Ответьте на вопросы по отрывку ниже.
(а) Кого отрывок цитирует со словами о том, что вера состоит из ряда противоположностей, соединяемых благодатью?
(б) Куда, согласно отрывку, убегает теософ?
(в) Почему Абсолюту, по словам пантеиста, незачем действовать?

Отрывок для чтения:
________________________

Как об этом говорил янсенист Сен-Сиран, "вера состоит из ряда противоположностей, соединяемых благодатью"{221}.
Есть вопросы, попытка ответа на которые ведет к противоречиям (антиномиям): человек творит по своему образу и подобию ответы на вопросы, которые сами выводят человека за рамки его компетенции. Привычка объяснять в таких случаях мешает благоговейно-молчащему пониманию. Нужна не редукция к проблеме, а редукция к тайне. Фома Аквинский предлагал такой выход оцепеневшему от неожиданной антиномичности разуму: "Мы должны молиться, как если бы все зависело от Бога, мы должны действовать, как если бы все зависело от нас"{222}.
Христианин предпочтет остаться с проблемой – но и с Живым Богом, Который открылся пророкам. Теософ убегает в беспроблемную (как ему кажется) пустыню своих конструкций.
В общем – «Каким образом существо совершеннейшее, имеющее жизнь в себе самом, мыслит о чем-либо другом, отличном от себя - это непонятно для разума, в чем мы и сознаемся. Но потому самому мы и не утверждаем, чтобы из идеи существа совершеннейшего необходимо вытекала возможность существ несовершенных»{223}. Из того, что есть Бог – не следует с логической неизбежностью, что должны существовать и мы. И все же мы - есть. Значит, не необходимость соединила нас с нашим Творцом, а нечто иное. Но если не необходимость, то – или никем не предусмотренная случайность, или же кем-то осознанное свободное действие, чудо.
Разница пантеизма и теизма резюмируется очень просто: можем ли мы “признавать моральное существо как первооснову творения”{224} или мы полагаем, что нравственные ценности и цели наличествуют только в сознании и деятельности человека, но они отсутствуют в жизни Божества так же, как они отсутствуют в жизни мухи. Или, говоря словами П. Юркевича: «Безусловный разум есть безусловная личность, есть дух, знающий о себе и свободный, дух, к которому мы относимся не как изменения к своей причине, а как дети к отцу, относимся как свободные и нравственные личности»{225}. Мы просто «случились» в бытии или были замыслены, желанны? Появились ли мы в силу железного сцепления каких-то причин – или же чья-то свобода пожелала подарить нам бытие, которое уже было у нее и которого еще не было у нас? Короче – мы выкидыши или дети?
Пантеист скажет: никакая сознательная воля не могла быть у истоков мироздания, ибо в действиях Абсолюта не может быть целеполагающей осознанности. Ведь цель есть то, к чему надо стремиться в силу нехватки, отсутствия желаемого. Достижение цели обогащает субъекта целеполагания. Абсолют ничем нельзя обогатить, всю полноту бытия он в себе уже имеет, и потому ему незачем действовать и ни к чему целеполагание[79]. Целеполагание проявляет себя в осмысленной деятельности. А под смыслом общеупотребительно понимают пригодность некоего поступка или вещи для достижения такой цели, за которой почему-либо следует гнаться. Так чего же может так недоставать Абсолюту? Чего Божество может желать присоединить к Своей Полноте?

________________________

Раздел данных:
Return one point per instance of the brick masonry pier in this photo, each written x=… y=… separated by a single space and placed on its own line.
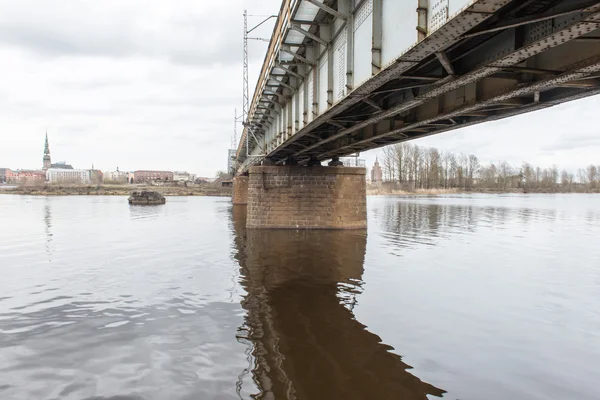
x=297 y=197
x=240 y=190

________________________

Ответ к заданию:
(а) Янсениста Сен-Сирана.
(б) В беспроблемную (как ему кажется) пустыню своих конструкций.
(в) Абсолют ничем нельзя обогатить: всю полноту бытия он уже имеет в себе.